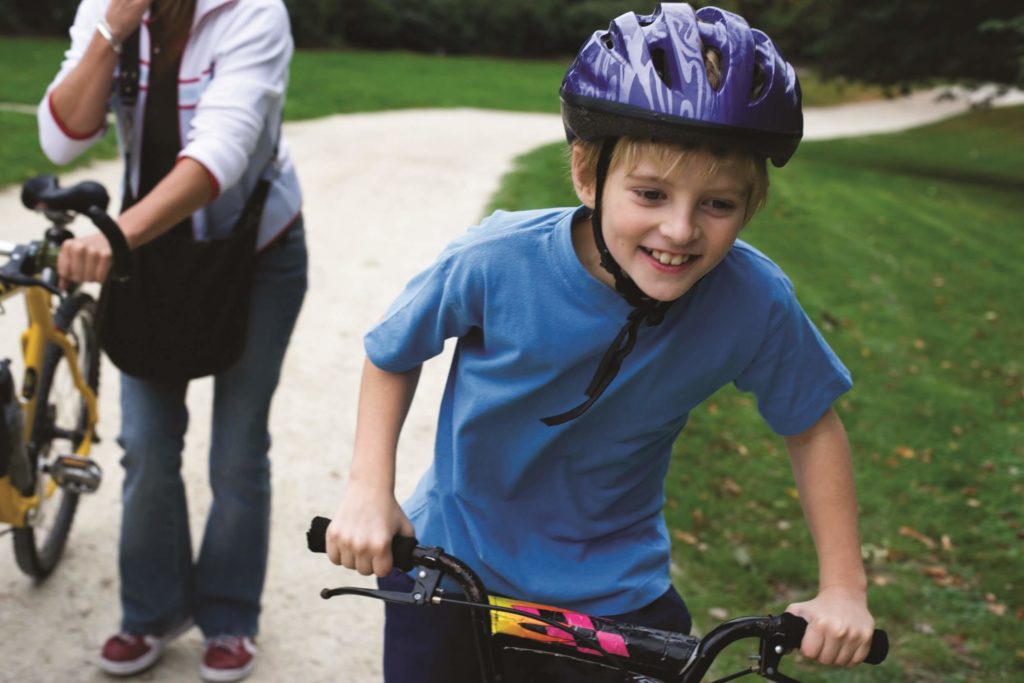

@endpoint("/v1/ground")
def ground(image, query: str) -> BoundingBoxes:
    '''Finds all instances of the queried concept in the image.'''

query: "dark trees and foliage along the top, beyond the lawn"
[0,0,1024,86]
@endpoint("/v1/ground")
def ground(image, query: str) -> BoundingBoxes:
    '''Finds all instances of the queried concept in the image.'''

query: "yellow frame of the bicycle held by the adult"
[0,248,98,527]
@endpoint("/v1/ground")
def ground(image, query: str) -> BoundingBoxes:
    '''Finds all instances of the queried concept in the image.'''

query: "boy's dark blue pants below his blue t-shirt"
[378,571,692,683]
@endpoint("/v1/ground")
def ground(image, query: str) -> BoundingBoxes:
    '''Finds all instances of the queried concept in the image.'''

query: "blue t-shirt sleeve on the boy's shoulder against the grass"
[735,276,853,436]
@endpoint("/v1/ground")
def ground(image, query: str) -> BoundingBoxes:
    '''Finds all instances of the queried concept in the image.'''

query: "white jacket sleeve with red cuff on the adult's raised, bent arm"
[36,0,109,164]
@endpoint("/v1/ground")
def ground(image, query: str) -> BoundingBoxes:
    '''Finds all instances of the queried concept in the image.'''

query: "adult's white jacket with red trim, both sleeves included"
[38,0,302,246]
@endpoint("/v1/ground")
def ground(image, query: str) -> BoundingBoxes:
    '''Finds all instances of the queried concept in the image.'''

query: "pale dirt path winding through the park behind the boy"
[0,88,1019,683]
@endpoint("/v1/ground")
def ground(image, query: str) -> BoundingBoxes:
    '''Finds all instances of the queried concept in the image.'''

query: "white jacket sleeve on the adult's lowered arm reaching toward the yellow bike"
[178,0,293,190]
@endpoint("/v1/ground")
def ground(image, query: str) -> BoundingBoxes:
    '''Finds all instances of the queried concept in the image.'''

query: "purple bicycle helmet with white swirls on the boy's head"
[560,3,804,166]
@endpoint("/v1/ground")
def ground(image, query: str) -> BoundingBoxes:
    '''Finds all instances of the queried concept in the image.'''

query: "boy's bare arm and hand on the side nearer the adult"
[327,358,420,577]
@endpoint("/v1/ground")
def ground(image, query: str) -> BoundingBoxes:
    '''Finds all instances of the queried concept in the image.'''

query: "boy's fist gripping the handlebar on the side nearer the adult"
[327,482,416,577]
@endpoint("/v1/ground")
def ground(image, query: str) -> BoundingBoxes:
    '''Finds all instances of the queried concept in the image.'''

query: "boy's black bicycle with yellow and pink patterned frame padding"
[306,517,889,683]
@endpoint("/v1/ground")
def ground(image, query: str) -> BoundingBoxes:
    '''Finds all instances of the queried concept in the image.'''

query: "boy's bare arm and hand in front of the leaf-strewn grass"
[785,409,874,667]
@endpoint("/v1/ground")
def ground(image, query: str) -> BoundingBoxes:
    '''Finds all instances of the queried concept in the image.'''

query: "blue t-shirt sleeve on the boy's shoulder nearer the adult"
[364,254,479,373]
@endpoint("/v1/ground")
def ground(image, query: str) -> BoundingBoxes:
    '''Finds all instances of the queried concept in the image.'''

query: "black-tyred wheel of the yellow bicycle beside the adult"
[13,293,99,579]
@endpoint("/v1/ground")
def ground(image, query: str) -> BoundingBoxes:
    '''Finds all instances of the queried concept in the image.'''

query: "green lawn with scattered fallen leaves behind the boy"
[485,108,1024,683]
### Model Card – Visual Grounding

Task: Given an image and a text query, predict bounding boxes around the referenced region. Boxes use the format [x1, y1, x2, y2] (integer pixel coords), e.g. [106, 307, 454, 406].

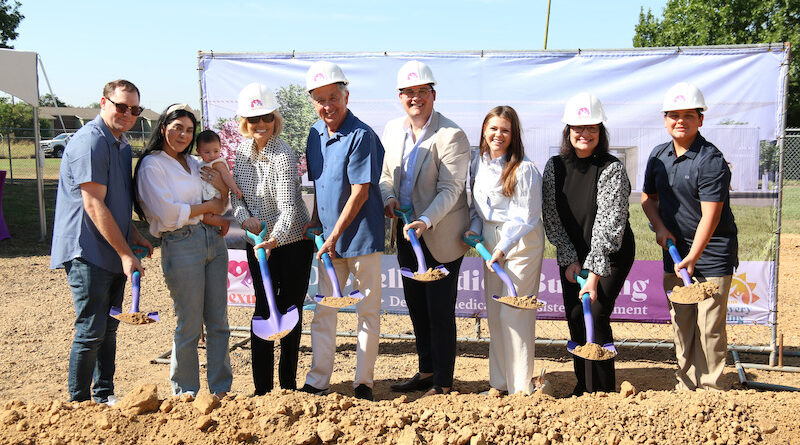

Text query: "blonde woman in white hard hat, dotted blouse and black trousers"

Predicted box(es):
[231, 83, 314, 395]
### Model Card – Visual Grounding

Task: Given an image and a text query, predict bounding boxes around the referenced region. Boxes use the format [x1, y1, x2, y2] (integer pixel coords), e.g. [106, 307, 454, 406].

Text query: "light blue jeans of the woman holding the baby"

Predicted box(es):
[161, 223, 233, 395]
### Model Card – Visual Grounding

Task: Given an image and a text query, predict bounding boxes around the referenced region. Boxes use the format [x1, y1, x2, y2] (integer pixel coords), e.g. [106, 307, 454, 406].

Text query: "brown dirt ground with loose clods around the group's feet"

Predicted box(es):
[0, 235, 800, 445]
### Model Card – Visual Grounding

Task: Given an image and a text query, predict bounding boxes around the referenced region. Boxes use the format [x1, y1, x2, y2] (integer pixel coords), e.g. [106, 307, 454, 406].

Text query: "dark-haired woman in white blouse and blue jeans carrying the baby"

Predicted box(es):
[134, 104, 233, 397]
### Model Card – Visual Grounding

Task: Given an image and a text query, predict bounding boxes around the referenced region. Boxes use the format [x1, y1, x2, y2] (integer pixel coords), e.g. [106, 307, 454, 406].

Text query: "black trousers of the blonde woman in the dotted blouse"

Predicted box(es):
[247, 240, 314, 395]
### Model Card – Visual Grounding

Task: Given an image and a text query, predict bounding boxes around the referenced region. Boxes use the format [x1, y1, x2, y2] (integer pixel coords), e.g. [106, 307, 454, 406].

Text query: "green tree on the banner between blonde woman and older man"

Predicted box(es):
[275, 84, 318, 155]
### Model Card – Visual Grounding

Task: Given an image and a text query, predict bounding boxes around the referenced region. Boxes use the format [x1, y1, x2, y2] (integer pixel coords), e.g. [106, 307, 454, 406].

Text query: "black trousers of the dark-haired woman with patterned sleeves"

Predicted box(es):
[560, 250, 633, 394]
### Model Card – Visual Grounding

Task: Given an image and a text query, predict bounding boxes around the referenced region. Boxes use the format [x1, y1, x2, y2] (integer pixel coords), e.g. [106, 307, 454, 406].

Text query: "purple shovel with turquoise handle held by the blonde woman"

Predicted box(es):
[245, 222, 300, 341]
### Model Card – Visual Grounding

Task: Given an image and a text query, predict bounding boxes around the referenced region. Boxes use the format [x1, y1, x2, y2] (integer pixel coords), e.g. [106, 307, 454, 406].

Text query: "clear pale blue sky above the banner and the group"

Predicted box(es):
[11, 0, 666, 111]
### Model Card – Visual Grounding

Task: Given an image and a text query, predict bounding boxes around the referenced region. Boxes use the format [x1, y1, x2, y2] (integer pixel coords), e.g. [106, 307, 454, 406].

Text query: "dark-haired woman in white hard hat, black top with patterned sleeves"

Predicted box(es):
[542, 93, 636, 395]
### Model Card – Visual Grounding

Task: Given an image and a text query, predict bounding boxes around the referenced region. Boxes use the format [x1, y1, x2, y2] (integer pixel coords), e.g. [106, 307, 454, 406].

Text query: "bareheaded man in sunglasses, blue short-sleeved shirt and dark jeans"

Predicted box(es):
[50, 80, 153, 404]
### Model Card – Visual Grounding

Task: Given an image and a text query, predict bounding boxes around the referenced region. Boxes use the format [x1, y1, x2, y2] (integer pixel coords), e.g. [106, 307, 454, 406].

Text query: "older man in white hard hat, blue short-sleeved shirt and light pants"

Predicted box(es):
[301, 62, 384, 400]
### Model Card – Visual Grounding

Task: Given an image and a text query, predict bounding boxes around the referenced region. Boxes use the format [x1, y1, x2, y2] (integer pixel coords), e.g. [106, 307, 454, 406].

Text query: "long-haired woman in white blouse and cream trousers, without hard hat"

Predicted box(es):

_ _ _ _

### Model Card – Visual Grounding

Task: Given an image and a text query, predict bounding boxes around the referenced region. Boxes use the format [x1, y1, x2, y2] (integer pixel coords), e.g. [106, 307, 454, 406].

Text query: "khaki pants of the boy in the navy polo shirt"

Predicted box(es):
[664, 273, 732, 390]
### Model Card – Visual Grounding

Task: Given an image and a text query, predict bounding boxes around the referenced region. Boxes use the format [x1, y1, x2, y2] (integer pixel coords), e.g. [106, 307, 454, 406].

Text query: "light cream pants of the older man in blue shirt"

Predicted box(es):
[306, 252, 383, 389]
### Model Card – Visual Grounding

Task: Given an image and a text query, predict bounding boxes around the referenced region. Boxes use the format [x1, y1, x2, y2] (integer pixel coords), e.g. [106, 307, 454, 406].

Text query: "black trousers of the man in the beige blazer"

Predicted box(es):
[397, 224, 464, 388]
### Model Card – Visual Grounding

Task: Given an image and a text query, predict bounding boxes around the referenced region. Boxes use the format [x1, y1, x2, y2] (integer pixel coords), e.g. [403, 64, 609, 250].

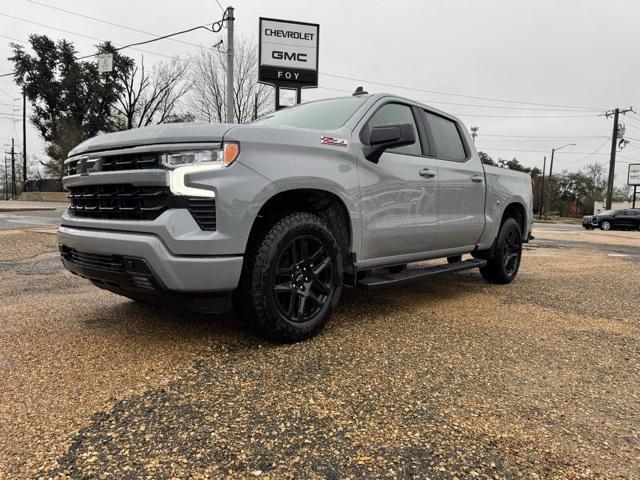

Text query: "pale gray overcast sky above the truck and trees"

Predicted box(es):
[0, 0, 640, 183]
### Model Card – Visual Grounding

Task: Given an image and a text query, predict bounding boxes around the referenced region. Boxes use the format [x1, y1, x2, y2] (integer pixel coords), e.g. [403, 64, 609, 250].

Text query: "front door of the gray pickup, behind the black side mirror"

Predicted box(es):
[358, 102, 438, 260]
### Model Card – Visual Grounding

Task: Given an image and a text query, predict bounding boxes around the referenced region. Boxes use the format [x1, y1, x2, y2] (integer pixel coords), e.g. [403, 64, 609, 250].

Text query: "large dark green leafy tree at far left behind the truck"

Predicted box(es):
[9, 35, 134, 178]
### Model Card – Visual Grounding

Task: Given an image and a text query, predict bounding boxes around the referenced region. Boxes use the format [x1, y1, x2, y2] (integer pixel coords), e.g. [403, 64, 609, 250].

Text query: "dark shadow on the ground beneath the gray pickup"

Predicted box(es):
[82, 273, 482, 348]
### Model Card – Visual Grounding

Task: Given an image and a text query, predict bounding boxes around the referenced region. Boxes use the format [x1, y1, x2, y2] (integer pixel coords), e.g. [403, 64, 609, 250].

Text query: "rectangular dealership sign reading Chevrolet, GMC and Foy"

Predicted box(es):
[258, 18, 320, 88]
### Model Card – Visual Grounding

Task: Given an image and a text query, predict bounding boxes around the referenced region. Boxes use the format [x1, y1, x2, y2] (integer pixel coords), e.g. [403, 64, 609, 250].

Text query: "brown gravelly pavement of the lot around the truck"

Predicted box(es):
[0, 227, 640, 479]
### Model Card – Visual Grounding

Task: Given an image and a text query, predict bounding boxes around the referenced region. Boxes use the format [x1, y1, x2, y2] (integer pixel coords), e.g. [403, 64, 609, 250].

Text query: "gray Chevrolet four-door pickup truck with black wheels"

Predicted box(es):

_ _ _ _

# Exercise brief
In the records above, locate the lines holding the word "trousers". Copy each of them.

# Task answer
Text query: "blonde woman in white hard hat, dotted blouse and black trousers"
Text query: "black trousers of the blonde woman in the dotted blouse"
Text query: "black trousers of the dark-haired woman with patterned sleeves"
Text query: "long-haired woman in white blouse and cream trousers, without hard hat"
Text query: "black trousers of the man in the beige blazer"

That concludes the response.